**Énoncé 1:** Résumez le texte en deux phrases.
**Énoncé 2:** Relevez tous les adjectifs placés après les deux-points dans la première phrase du texte.

Les livres et moi, mes coups de coeur, mes découvertes, mes créations ou mes voyages : intellectuels, spirituels, botaniques ou culinaires...
Je n'ai jamais rencontré un homme meilleur que ton père. A côté de lui, on a l'impression que les autres hommes ne sont que des chiens errants qui se couchent dans la boue.
Je ne saurais jamais de quelle façon mes sourires pleins d'adoration affectaient mon frère....
Parfois je me dis que les frère ainés ne devraient pas être permis. On tombe trop facilement amoureux d'eux. Ils sont tout pour nous et pendant ce temps, ils souffrent dans leur coin pour être à la hauteur de nos attentes.
L'histoire se déroule en 1984 dans l'Ohio. Fielding, devenu vieux, vit à présent dans un mobil home délabré. Des décennies après, il nous raconte les événements de cet été là.
Fils du procureur Autopsy Bliss, il vient d'avoir 13 ans. La famille est heureuse. Autopsy est très aimant, entourant ses proches d'amour et d'attention. Il reste très attaché cependant aux valeurs traditionnelles et à la réussite de ses enfants. Grand, l'aîné est promis à un brillant avenir et voudrait devenir champion de baseball. Fielding encore bien jeune, fait tout ce qu'il faut pour satisfaire ses parents.

**Extrait de données:**
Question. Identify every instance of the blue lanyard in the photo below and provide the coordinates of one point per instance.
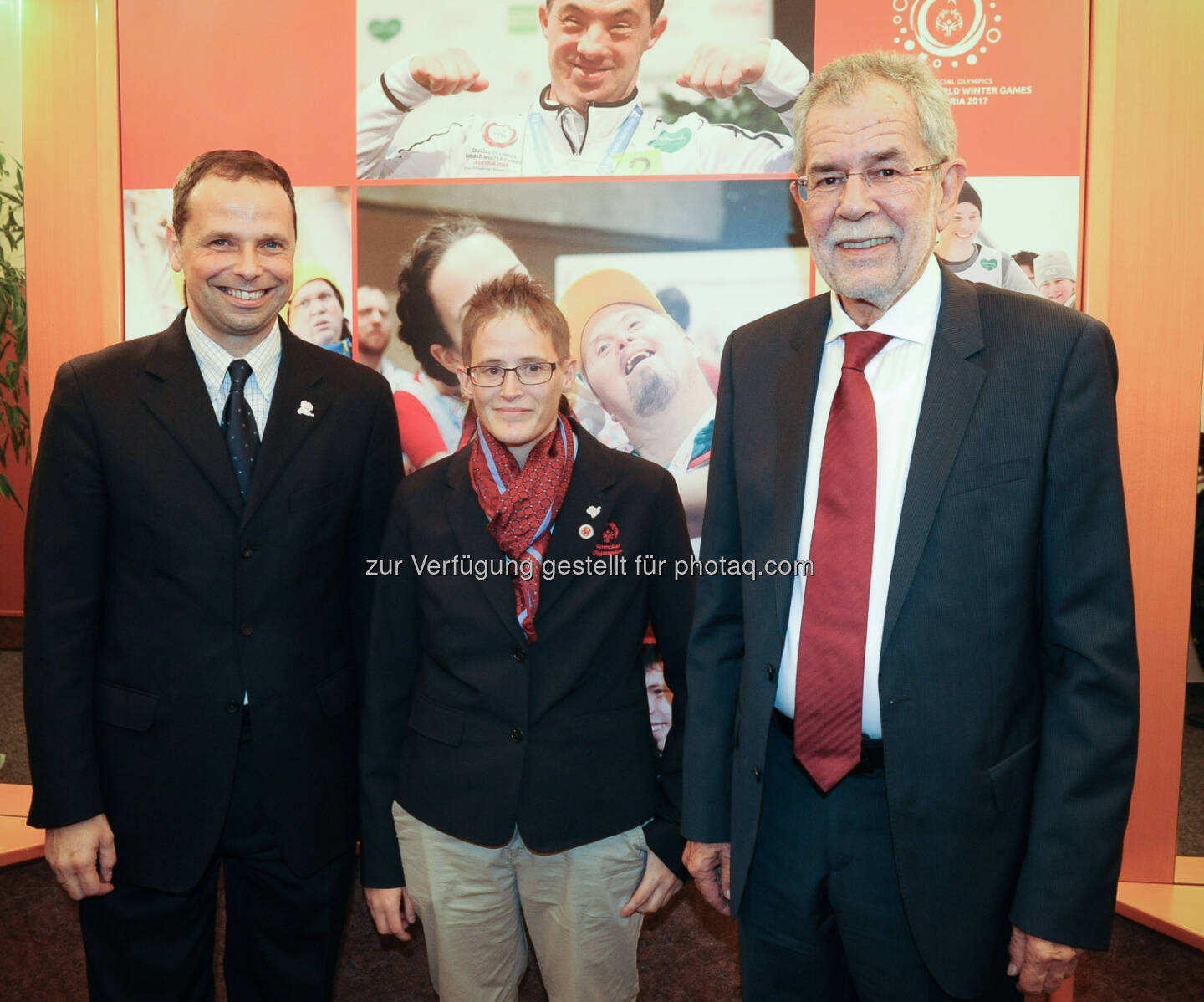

**Résultat 1:** Le récit se déroule en 1984 dans l'Ohio, et Fielding, devenu vieux et vivant dans un mobil home délabré, raconte des décennies plus tard les événements de cet été-là. Fils du procureur Autopsy Bliss, père aimant mais attaché aux valeurs traditionnelles et à la réussite de ses enfants, il vient d'avoir 13 ans et fait tout pour satisfaire ses parents, tandis que le frère aîné est promis à un brillant avenir.

**Résultat 2:** intellectuels, spirituels, botaniques, culinaires